# PASSAGE FOR REVIEW

Medical Humanities Director Lakshmi Krishnan Named a Harvard Radcliffe Institute Fellow
Dr. Lakshmi Krishnan, the founding director of the Georgetown Medical Humanities Initiative, has been named a 2026-2027 Harvard Radcliffe Institute fellow. She will spend the upcoming academic year completing her book, The Doctor and the Detective, about how modern medical diagnosis was forged as much through the literary imagination — particularly detective fiction — as through science.
The Radcliffe Institute for Advanced Study at Harvard University is one of the world’s leading centers for interdisciplinary exploration, and Krishnan will be the Jeffrey S. and Margaret Mais Padnos Fellow during her yearlong fellowship there.
“I’m honored to have won a Radcliffe fellowship,” she said. “In any given cohort you might find poets, playwrights, astronomers, mathematicians, historians and literary scholars all in conversation, and I’m deeply honored and excited to be part of that community.”
Krishnan, an assistant professor in the Department of Medicine at Georgetown University Medical Center and the Department of English in the College of Arts & Sciences, has a DPhil in English from the University of Oxford and an M.D. from Johns Hopkins University. She said she came to Georgetown in 2020 in part because she was drawn to the university’s interdisciplinary environment.
“Students gravitate naturally toward work that crosses disciplines,” Krishnan said. “And the faculty are welcoming of it. Many of them are leaders in polyglot thinking and approaches. …It’s part of something I value deeply about Georgetown, which is its commitment to intellectual production in service of social and communal good.”
Her work on the Hilltop spans the history of medicine, literary studies and clinical research, and her interests include diagnostic thinking and clinical reasoning, as well as the pressing problems of diagnostic disparities and the diagnostic error in patient care. Krishnan has also published widely on historical and contemporary pandemics.
“Dr. Lakshmi Krishnan’s scholarship is both exceptional and transformative in that it contributes substantially to both of her academic fields,” said Patrick O’Malley, a professor and chair of the Department of English. “The significant recognition that she has received from prestigious fellowships like that of the Harvard Radcliffe Institute is a testament to the impact of her innovations. Through this fellowship and through her outstanding scholarly research, she is highlighting the interdisciplinary academic excellence of Georgetown’s English department, Medical School and Medical Humanities Initiative in an extraordinary way.”
In her upcoming book, Krishnan hopes that readers will learn a different understanding of where clinical reasoning comes from.
“We tend to think of diagnosis as purely scientific, but it owes as much to narrative imagination as to the scientific method,” she said. “The doctor and the detective emerged as twin figures in the 19th century, and that kinship still shapes how physicians think today.”

# EXERCISE INSTRUCTIONS
1. Please reproduce the article about Krishnan's fellowship, everything from "Medical Humanities Director" down to "as through science.".
2. Answer these from the article about Krishnan's fellowship:
(a) From which university does Krishnan hold her DPhil in English?
(b) Who chairs the Department of English?
(c) In what year did Krishnan come to Georgetown?
Rely only on the article about Krishnan's fellowship.

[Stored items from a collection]
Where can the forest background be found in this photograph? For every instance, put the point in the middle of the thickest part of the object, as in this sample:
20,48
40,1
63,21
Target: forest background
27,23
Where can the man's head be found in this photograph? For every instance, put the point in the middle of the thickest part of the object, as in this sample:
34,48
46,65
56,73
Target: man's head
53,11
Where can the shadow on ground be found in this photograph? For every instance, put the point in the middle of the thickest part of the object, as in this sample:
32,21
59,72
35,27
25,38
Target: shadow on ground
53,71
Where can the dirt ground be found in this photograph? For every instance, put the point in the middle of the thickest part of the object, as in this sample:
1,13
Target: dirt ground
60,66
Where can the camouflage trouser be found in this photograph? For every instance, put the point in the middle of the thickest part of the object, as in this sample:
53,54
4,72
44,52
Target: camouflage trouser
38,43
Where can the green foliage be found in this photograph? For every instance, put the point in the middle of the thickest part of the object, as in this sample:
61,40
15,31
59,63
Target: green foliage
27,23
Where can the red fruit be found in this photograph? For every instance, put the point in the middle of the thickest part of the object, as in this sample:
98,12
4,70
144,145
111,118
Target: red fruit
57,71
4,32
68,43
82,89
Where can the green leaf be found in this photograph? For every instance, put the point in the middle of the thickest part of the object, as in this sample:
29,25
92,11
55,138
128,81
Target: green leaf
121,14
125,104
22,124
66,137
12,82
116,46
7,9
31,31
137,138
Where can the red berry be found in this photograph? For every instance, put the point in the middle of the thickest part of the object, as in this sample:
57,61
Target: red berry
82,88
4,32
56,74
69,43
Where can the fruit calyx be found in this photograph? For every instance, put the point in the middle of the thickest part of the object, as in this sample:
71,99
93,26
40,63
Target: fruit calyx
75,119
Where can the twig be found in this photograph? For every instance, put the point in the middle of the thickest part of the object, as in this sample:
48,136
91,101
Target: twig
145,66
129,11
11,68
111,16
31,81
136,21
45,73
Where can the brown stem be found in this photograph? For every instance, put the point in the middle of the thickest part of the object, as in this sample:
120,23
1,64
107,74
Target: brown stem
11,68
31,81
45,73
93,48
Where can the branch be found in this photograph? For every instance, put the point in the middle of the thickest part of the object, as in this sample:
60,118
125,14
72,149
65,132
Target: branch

# RESPONSES IN ORDER
1.
Medical Humanities Director Lakshmi Krishnan Named a Harvard Radcliffe Institute Fellow
Dr. Lakshmi Krishnan, the founding director of the Georgetown Medical Humanities Initiative, has been named a 2026-2027 Harvard Radcliffe Institute fellow. She will spend the upcoming academic year completing her book, The Doctor and the Detective, about how modern medical diagnosis was forged as much through the literary imagination — particularly detective fiction — as through science.

2.
(a) The University of Oxford
(b) Patrick O'Malley
(c) 2020